We did try. We did coding katas. Paired up on tougher changes. Started a stop-the-line process for any bugs found. Send part of the team to Chet Hendrickson’s excellent Agile Development Skills training. Did proper ‘boy scout rule’ refactoring in all our work. Identified and performed larger, planned, refactorings where needed.
And there was progress. Unit test coverage went up by 25%! From 1.7% to 2.1%. Unit test run time went down from two hours to 10 minutes. But though improvements in-the-small were starting to happen, the attempts to attack larger design problems in the system were slow and very error prone.
This all came to a fairly drastic point soon enough due to a delayed delivery of some, theoretically, simple functionality. Higher management started contemplating letting the team go completely and moving to a so-called of-the-shelf product. This would have been bad for the team, but would alse have meant the company was letting go of considerably competitive advantage.
More drastic action was needed, and the talk turned to doing a rebuild.
Now, rebuilds seem to be the most popular type of software projects on the planet! Pretty much anyone in software development has worked on rebuild projects. I worked for one company once, where we built the same product 5 times in four years!
Developers seem to like rebuilds, because it allows them to lay the blame with previous developers that allowed things to get so messy.
Management seems to like rebuilds because it allows them to lay the blame with previous management that allowed things to get so messy.
The business like rebuilds because it allows them to lay the blame with the development team and managers for not improving business results.
#####
▸ **Written task A**
Reproduce the passage on software rebuilds from "Now, rebuilds seem" to "improving business results.".
▸ **Written task B**
According to the passage on software rebuilds, why do developers like rebuilds? Answer in one to three sentences.
▸ **Written task C**
In the passage on software rebuilds, what did the unit test run time go down to?

[Object position labeling items]
#####
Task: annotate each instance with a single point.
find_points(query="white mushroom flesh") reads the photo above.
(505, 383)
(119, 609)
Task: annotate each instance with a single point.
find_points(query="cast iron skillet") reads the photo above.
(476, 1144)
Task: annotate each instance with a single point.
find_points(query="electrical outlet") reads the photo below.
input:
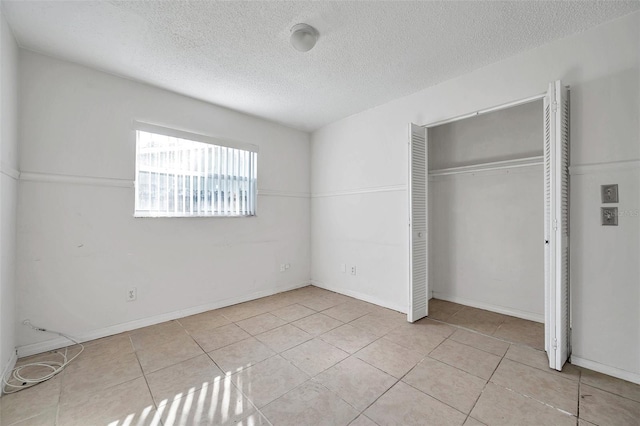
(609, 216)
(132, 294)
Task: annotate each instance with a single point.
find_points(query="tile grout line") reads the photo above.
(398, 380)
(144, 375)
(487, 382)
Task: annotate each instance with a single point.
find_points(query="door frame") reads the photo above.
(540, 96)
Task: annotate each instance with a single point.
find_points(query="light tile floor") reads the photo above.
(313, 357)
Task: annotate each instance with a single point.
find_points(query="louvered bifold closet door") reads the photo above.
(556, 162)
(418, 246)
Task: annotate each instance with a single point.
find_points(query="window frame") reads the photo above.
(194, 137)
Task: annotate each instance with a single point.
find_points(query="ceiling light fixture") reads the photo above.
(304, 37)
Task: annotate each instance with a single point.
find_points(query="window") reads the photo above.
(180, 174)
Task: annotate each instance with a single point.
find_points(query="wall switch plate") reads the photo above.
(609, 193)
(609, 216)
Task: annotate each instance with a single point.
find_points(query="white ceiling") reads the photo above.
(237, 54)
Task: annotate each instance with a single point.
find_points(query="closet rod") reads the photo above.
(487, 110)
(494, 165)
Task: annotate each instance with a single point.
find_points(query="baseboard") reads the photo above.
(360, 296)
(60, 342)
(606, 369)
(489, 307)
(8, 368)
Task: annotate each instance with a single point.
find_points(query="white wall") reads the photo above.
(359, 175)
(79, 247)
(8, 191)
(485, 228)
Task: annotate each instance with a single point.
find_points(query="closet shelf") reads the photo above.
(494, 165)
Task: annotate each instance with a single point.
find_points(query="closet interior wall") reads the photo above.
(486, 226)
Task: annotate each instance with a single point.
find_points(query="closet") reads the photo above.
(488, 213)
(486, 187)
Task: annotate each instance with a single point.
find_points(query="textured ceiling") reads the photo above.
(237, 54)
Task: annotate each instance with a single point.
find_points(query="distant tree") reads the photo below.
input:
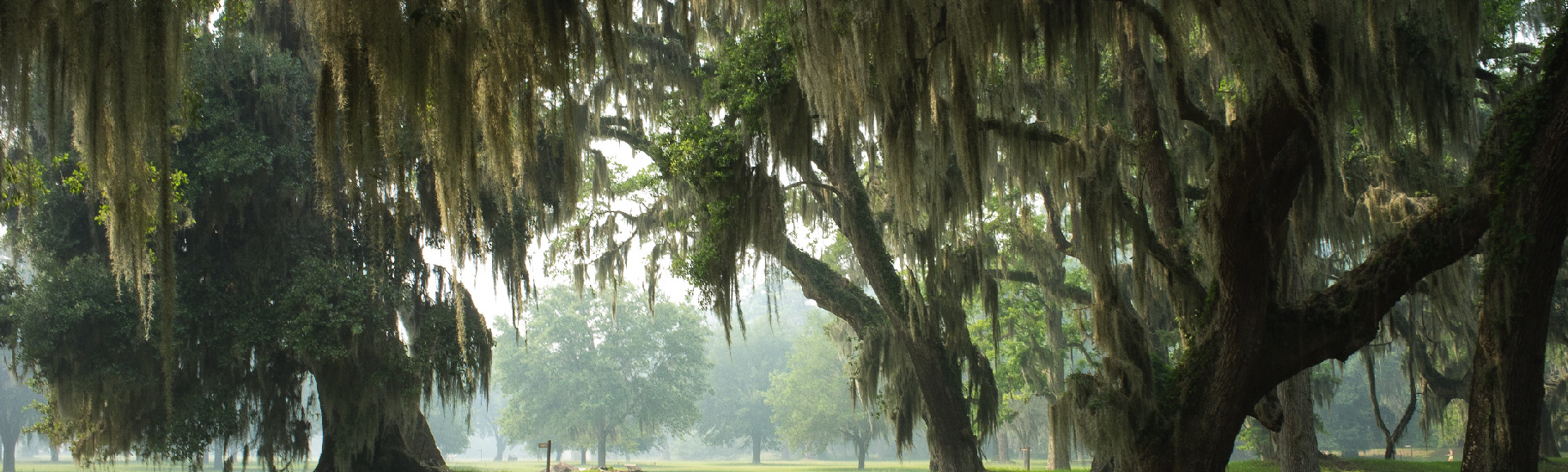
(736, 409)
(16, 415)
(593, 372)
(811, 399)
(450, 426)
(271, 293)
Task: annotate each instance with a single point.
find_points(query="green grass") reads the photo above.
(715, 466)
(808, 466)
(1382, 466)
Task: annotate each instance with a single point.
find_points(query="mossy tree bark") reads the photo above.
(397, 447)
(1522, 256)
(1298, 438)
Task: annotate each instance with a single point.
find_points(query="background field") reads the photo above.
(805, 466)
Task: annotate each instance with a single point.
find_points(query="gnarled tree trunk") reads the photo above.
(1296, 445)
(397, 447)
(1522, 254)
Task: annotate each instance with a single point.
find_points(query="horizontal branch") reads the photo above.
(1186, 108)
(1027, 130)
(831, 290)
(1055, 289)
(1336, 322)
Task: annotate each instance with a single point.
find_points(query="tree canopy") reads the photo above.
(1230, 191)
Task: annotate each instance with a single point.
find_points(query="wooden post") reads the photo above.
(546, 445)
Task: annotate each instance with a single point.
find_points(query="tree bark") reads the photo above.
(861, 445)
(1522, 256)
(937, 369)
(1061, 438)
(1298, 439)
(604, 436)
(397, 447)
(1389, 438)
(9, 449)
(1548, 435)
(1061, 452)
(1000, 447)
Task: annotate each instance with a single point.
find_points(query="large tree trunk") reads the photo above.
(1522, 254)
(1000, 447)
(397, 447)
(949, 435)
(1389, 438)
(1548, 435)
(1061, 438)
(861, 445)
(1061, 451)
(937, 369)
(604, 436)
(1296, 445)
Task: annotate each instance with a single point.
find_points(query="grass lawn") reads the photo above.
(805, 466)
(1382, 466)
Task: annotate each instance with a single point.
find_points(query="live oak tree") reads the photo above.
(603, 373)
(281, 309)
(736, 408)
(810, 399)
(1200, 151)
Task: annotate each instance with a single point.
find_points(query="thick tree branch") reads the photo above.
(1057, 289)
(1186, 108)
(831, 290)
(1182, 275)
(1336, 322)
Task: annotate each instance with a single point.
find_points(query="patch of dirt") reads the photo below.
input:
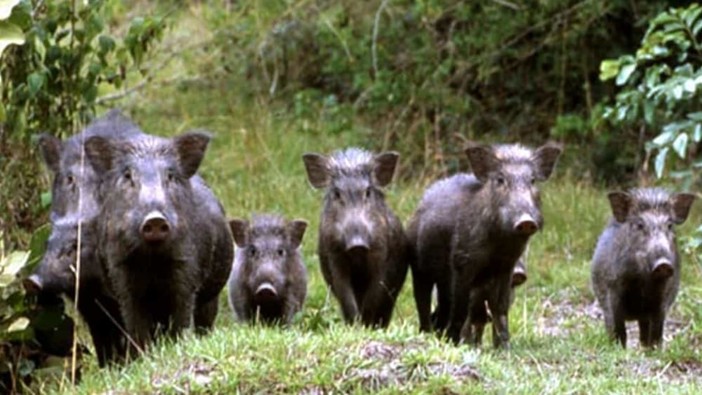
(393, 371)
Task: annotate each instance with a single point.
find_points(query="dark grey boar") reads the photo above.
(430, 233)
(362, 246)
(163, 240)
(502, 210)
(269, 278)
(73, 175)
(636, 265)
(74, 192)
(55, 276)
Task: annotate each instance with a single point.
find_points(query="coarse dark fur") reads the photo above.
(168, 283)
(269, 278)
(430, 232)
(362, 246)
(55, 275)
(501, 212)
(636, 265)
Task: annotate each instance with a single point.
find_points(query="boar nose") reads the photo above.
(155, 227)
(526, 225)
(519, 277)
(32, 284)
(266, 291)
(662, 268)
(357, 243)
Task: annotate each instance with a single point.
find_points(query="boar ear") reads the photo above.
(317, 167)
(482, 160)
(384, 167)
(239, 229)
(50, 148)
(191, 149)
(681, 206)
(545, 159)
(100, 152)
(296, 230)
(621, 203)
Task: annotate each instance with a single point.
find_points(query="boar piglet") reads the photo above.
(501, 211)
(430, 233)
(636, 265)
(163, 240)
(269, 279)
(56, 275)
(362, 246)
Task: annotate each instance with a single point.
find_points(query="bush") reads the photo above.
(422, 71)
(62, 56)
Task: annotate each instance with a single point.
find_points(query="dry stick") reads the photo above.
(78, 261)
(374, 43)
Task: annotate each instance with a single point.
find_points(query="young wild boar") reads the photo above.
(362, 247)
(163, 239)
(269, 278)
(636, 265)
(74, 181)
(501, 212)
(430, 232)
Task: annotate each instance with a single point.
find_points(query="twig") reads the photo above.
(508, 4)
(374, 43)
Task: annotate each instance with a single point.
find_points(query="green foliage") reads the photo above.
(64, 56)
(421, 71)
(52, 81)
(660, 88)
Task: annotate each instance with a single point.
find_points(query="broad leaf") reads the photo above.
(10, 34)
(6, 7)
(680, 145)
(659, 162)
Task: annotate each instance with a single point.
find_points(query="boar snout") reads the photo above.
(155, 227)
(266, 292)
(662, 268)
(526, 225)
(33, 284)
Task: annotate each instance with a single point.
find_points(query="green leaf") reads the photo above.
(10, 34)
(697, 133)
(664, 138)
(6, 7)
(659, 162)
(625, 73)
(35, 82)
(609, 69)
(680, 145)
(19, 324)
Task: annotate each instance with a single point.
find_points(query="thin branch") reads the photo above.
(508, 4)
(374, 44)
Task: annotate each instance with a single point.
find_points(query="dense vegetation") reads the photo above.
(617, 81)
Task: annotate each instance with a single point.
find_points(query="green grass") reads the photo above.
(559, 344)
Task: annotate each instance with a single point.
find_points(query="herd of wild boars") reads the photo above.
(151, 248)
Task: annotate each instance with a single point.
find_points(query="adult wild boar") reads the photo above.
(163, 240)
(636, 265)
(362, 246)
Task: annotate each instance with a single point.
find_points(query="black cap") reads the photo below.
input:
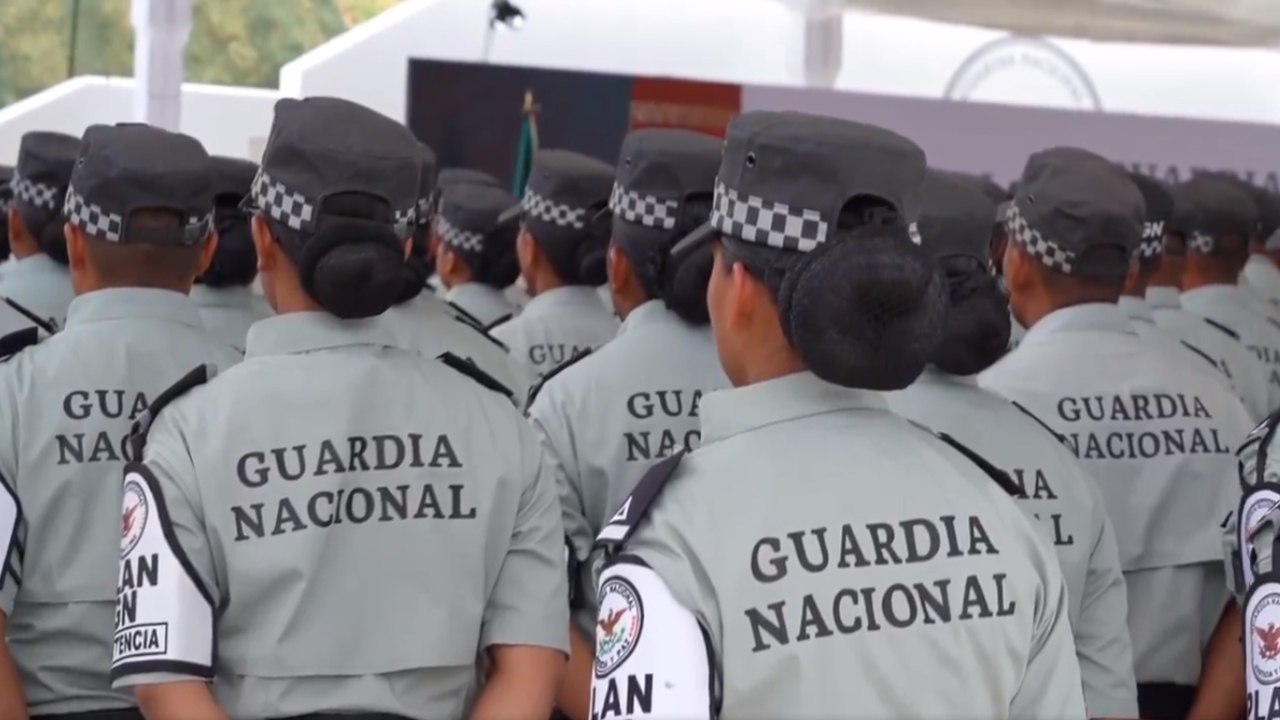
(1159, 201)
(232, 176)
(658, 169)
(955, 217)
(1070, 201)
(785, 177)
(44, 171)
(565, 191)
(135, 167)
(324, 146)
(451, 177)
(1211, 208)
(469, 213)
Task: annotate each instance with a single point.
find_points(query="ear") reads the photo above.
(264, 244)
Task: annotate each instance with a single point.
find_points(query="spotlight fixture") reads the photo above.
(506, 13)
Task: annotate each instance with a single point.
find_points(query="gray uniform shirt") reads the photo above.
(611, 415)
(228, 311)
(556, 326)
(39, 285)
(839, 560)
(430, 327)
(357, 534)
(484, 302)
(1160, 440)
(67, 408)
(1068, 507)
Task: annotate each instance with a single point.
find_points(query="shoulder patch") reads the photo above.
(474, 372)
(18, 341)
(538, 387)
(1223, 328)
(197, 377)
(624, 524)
#####
▸ **Task answer A**
Now, rebuilds seem to be the most popular type of software projects on the planet! Pretty much anyone in software development has worked on rebuild projects. I worked for one company once, where we built the same product 5 times in four years!
Developers seem to like rebuilds, because it allows them to lay the blame with previous developers that allowed things to get so messy.
Management seems to like rebuilds because it allows them to lay the blame with previous management that allowed things to get so messy.
The business like rebuilds because it allows them to lay the blame with the development team and managers for not improving business results.

▸ **Task answer B**
Developers like rebuilds because a rebuild lets them put the blame on the earlier developers who let things get so messy.

▸ **Task answer C**
It went down from two hours to 10 minutes.